§ **Exercise prompt**
Copy out the listing word for word, starting at the line that contains "Mark the medical" and ending after the line that contains "Mark the blue".

§ **Listing**
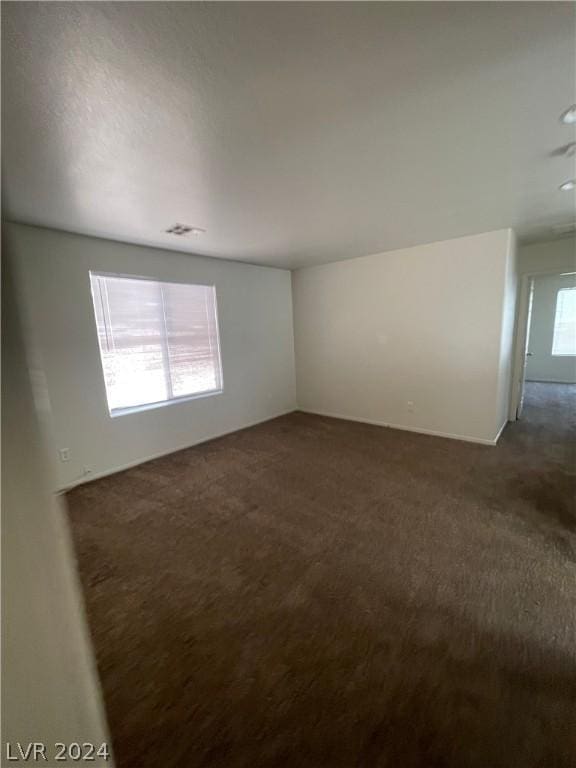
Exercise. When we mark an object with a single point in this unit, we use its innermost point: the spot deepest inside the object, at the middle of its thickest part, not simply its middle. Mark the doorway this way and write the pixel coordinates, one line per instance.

* * *

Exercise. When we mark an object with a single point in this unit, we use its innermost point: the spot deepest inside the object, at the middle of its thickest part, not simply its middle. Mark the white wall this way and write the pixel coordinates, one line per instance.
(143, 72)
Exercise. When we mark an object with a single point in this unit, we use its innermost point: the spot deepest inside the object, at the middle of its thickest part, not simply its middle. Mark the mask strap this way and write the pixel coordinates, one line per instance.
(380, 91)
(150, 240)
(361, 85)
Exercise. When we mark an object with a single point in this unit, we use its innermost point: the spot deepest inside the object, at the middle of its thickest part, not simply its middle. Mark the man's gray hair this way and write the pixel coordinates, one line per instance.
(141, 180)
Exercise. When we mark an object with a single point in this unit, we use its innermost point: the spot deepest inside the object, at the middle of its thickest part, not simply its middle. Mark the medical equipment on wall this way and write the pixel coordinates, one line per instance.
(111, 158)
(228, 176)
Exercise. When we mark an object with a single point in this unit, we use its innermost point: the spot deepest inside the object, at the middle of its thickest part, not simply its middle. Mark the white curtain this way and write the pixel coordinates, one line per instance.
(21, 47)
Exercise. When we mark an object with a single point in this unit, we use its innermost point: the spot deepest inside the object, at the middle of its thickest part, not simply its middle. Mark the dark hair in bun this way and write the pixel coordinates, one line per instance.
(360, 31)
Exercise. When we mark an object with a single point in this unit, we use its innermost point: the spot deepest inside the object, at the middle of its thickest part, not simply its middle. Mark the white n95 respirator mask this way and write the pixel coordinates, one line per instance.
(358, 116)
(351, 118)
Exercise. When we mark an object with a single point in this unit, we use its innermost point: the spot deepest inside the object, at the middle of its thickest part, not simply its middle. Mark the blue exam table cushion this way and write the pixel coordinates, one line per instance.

§ **Reply**
Exercise. When we mark an object with a single point in this unit, we use its innermost point: the spot deepest inside the object, at the middle of its thickest part, not simply its middle. Mark the medical equipment on wall this way and write the pixel coordinates, one line per instance.
(111, 158)
(228, 176)
Exercise. When we mark an object with a single point in this unit, we use its innermost point: the spot deepest inside the object, at the middle of its thickest part, not simply its middle. Mark the white curtain this way and write the pixel coordinates, one line per instance.
(21, 47)
Exercise. When we mark an object with a single point in this unit, we use its innermost point: the spot deepest inside the object, at the middle of its thickest part, not simply its middle. Mark the dark hair in bun this way and write the pixel coordinates, one line per instance.
(360, 31)
Exercise. When we mark an object with a single point in this unit, we use its innermost point: the spot deepest inside the object, at the middle of its thickest part, not simply its middle. Mark the white n95 respirator mask this way and write the pixel coordinates, one line per instance.
(358, 116)
(351, 118)
Exercise. When we mark an object with a single point in this unit, we use its innermost point: the spot deepest inside the object, at the middle of its thickest part, not simply its middle. Mark the blue exam table cushion this way and write the pixel coordinates, one line per instance.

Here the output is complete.